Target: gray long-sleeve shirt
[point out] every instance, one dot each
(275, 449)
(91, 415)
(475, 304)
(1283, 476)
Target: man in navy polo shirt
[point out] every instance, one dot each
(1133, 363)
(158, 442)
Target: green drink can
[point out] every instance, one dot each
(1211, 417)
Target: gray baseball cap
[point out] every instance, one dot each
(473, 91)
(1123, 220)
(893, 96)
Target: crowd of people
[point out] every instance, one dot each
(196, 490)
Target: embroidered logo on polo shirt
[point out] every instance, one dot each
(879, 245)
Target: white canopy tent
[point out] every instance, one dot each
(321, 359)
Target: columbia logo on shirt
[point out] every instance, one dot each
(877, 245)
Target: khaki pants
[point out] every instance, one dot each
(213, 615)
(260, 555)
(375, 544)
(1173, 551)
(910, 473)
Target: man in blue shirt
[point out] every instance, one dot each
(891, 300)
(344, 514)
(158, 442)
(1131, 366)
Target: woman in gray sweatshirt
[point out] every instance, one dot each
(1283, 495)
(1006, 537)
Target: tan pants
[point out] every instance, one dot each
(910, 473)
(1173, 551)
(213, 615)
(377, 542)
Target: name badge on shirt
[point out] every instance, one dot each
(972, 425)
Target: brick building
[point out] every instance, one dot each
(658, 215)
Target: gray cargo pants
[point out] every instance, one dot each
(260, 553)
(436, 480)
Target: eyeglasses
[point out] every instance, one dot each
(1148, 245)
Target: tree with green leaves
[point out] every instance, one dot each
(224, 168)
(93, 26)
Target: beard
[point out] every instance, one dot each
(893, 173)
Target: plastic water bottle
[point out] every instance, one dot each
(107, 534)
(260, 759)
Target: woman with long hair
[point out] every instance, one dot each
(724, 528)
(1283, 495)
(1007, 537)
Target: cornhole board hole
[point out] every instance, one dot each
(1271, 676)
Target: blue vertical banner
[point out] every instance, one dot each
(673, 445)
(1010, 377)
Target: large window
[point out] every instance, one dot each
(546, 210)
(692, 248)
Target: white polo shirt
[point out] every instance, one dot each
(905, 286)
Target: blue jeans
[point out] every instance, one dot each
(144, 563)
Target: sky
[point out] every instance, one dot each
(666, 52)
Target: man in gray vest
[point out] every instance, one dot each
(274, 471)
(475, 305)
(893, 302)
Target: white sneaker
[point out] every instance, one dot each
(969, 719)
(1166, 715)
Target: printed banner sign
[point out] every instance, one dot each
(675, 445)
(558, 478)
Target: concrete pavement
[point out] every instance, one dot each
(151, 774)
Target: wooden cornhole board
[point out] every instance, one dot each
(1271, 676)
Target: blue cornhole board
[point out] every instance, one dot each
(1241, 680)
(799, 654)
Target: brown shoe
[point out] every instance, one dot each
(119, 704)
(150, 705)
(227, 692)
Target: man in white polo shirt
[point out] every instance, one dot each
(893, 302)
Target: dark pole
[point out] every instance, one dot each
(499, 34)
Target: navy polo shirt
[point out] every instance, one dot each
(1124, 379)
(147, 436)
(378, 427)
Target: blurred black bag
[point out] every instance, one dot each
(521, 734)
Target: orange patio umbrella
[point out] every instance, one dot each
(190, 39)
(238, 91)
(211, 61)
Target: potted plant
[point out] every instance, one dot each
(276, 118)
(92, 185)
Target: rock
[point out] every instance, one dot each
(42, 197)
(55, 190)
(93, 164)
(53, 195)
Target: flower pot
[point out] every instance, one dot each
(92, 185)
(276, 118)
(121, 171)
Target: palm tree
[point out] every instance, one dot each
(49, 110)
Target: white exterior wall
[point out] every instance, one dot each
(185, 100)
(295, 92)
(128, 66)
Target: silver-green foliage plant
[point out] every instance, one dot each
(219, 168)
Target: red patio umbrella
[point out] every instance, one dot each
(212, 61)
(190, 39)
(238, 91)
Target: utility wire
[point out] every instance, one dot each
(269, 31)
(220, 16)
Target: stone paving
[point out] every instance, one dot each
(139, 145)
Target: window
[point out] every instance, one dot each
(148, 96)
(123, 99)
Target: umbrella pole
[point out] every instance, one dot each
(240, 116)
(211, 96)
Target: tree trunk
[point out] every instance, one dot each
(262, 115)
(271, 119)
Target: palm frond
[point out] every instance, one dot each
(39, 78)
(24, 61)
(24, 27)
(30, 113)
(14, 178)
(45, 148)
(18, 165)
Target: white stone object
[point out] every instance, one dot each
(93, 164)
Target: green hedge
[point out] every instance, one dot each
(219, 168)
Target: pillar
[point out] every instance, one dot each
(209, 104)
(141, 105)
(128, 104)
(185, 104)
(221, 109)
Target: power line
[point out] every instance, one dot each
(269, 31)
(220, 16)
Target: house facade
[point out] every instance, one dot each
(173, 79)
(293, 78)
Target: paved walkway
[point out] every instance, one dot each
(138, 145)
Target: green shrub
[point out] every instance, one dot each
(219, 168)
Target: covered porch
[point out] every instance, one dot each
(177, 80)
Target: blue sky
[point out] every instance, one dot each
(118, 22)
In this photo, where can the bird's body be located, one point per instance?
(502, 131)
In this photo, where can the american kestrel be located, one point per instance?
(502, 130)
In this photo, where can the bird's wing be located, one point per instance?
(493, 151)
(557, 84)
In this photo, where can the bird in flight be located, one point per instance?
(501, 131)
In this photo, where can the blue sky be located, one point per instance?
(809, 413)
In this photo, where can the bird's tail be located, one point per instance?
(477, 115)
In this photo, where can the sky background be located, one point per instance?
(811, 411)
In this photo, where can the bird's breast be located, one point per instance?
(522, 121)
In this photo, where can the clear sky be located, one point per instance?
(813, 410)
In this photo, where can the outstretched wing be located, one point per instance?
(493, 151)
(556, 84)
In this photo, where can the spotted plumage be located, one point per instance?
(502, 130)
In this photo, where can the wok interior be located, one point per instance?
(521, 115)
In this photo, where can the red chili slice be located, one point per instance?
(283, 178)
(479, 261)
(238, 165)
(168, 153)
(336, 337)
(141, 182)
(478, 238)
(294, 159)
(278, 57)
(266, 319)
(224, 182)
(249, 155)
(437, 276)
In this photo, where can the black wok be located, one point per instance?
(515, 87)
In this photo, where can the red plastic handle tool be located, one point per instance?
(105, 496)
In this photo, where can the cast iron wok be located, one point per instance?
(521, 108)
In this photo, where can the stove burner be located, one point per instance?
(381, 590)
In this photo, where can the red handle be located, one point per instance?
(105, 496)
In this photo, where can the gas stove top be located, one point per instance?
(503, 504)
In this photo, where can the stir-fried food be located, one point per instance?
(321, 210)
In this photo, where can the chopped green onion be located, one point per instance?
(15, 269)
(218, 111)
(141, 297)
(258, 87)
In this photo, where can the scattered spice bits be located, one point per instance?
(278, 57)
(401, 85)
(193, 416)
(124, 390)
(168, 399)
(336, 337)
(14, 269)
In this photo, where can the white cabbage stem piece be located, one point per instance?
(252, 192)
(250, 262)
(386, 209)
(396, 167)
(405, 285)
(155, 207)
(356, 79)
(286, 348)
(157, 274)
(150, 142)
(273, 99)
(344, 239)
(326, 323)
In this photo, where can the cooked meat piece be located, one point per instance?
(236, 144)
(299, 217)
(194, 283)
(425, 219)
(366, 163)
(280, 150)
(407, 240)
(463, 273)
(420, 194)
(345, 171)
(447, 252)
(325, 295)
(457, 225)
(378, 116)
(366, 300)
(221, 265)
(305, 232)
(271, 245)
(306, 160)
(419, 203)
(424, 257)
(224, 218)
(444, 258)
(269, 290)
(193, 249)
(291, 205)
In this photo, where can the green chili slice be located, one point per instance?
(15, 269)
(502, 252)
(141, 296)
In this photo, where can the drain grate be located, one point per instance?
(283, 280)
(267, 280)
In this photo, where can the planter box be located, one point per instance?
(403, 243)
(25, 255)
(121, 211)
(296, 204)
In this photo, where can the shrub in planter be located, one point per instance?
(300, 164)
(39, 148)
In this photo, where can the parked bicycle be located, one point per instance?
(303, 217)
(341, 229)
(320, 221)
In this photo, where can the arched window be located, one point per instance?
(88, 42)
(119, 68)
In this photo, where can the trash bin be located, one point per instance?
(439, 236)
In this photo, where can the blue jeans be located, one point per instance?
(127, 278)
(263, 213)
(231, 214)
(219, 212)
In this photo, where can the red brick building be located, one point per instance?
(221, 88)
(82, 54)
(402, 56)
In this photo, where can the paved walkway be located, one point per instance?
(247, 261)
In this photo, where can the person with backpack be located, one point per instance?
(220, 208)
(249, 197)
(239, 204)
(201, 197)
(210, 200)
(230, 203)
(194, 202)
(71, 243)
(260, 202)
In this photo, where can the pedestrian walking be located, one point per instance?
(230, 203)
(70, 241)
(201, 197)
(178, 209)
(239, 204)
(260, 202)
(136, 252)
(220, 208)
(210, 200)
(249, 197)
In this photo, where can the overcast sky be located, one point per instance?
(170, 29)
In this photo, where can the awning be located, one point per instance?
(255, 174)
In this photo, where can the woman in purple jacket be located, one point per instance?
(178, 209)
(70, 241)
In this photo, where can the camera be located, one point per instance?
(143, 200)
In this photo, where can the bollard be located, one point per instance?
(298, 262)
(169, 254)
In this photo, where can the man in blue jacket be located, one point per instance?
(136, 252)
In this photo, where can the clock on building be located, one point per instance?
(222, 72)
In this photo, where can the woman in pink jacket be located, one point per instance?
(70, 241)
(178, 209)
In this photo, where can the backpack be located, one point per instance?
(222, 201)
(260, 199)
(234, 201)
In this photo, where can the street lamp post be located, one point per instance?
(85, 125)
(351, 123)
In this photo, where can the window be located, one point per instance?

════════════════════

§ **STATED GOAL**:
Your task is to reproduce, exactly and exclusively, the lines from the one holding "In this photo, where can the woman in purple" through the final line of the listing.

§ **RESULT OF THIS EXERCISE**:
In this photo, where can the woman in purple jacket be located, one point per instance?
(178, 209)
(70, 241)
In this photo, where can the camera be located, one point per instance?
(143, 200)
In this photo, where can the bollard be located, one point per instance?
(298, 262)
(169, 254)
In this photo, where can the man in blue jacket be located, one point per instance?
(136, 252)
In this photo, where can the clock on building be located, one point per instance?
(222, 72)
In this photo, where can the woman in pink jacket be located, one point per instance?
(70, 241)
(178, 209)
In this photo, where can the backpack be located, one point per instance?
(222, 201)
(260, 199)
(234, 201)
In this photo, where can the street lamp post be located, one point per instance?
(85, 125)
(351, 123)
In this photo, where can the window be located, one point per instance?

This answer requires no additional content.